* Exercise goal
Which lines in the material below contain the string "light"? Report each of those lines in full.

* Provided entries
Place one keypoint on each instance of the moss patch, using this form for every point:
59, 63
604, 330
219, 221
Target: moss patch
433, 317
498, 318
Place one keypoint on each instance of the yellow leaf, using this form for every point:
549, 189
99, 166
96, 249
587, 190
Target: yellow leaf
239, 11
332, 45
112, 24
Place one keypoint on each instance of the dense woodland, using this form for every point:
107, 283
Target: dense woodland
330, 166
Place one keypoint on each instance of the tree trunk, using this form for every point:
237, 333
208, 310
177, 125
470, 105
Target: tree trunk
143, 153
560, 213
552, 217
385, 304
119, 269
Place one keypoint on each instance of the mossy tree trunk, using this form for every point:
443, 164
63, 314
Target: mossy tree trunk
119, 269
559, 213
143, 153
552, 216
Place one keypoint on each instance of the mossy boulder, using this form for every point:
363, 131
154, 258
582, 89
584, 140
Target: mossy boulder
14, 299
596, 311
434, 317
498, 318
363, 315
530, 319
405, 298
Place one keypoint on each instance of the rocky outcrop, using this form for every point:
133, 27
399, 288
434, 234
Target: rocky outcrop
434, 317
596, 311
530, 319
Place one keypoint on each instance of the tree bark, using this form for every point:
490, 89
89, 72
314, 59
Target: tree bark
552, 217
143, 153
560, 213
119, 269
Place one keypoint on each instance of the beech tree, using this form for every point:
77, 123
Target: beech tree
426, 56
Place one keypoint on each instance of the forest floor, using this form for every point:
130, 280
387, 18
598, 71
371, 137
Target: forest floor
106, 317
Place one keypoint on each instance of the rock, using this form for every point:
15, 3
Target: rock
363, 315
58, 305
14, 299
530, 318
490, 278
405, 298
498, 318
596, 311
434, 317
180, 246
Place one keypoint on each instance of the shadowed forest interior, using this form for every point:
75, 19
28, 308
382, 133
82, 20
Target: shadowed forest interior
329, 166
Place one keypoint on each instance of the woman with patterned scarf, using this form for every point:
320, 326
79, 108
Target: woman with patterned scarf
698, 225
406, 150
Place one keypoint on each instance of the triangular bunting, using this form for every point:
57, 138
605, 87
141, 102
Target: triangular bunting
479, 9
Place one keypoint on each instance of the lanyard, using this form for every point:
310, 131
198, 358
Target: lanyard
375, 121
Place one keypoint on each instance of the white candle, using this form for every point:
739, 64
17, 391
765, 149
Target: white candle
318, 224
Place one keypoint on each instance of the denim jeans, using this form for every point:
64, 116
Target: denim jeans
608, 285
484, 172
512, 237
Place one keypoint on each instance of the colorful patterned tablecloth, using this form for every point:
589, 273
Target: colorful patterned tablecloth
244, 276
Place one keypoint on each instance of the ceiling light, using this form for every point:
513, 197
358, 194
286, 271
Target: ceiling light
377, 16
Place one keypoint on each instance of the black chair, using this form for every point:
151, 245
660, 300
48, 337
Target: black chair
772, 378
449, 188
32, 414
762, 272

* * *

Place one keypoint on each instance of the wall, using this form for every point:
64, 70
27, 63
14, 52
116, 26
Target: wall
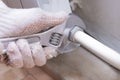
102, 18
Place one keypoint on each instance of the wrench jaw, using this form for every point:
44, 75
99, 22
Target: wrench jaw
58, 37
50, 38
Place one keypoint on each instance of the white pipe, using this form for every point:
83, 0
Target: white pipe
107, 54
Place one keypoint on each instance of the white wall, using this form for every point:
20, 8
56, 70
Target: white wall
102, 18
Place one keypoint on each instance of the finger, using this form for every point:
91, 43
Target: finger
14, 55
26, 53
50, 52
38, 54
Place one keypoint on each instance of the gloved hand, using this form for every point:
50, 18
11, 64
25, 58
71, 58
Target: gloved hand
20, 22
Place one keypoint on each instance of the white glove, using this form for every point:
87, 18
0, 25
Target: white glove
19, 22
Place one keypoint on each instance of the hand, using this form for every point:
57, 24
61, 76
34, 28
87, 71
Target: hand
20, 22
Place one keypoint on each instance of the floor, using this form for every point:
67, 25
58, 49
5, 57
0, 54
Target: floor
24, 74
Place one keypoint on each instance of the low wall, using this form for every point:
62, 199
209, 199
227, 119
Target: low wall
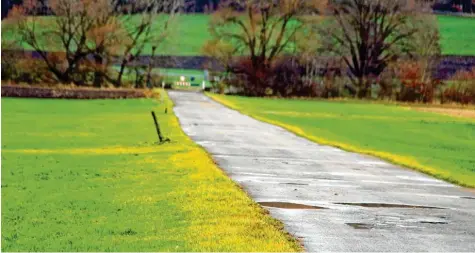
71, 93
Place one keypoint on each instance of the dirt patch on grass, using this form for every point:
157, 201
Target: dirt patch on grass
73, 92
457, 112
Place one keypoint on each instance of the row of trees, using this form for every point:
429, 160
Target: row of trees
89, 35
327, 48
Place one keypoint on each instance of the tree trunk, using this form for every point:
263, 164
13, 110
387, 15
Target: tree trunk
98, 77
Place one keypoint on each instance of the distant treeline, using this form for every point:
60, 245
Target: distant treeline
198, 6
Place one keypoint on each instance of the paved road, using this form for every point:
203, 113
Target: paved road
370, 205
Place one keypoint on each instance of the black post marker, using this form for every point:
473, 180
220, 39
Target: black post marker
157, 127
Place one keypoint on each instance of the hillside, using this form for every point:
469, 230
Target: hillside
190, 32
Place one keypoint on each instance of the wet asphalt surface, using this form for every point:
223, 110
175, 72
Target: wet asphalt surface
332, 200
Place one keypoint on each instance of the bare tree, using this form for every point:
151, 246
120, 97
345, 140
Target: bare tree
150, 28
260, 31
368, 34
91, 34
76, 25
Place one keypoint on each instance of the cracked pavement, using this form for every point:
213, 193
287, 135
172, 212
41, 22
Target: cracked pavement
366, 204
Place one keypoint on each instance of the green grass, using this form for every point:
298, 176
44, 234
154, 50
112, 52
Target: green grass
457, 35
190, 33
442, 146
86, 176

==

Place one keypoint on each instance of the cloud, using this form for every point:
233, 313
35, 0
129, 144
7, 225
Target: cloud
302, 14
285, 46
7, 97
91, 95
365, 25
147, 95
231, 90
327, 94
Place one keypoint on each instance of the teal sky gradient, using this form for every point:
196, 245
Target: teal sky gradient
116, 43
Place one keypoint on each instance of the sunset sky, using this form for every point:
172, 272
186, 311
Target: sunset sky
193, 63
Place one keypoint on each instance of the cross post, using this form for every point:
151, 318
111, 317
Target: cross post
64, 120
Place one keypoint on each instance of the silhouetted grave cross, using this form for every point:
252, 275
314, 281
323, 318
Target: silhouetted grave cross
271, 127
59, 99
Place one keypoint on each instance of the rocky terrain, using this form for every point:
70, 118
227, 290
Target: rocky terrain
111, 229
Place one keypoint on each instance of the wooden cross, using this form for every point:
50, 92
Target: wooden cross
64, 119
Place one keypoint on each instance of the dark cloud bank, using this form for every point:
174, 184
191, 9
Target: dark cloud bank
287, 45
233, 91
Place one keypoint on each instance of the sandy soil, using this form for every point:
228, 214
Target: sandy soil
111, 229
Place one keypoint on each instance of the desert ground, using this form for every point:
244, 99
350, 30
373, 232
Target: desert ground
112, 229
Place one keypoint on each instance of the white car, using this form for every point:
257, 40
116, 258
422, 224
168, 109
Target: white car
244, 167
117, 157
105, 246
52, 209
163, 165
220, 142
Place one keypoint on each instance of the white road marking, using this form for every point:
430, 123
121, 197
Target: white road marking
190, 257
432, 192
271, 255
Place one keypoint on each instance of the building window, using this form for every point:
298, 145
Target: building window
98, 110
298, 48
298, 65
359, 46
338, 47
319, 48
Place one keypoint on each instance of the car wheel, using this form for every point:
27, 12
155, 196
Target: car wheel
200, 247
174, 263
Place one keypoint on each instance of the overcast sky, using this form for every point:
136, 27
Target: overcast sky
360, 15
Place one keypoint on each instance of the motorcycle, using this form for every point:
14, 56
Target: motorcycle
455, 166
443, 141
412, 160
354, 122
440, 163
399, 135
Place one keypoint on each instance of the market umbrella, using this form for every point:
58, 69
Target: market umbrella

* Result
Place one keypoint on each instance of the ceiling light, using this form for every point:
Target: ceiling light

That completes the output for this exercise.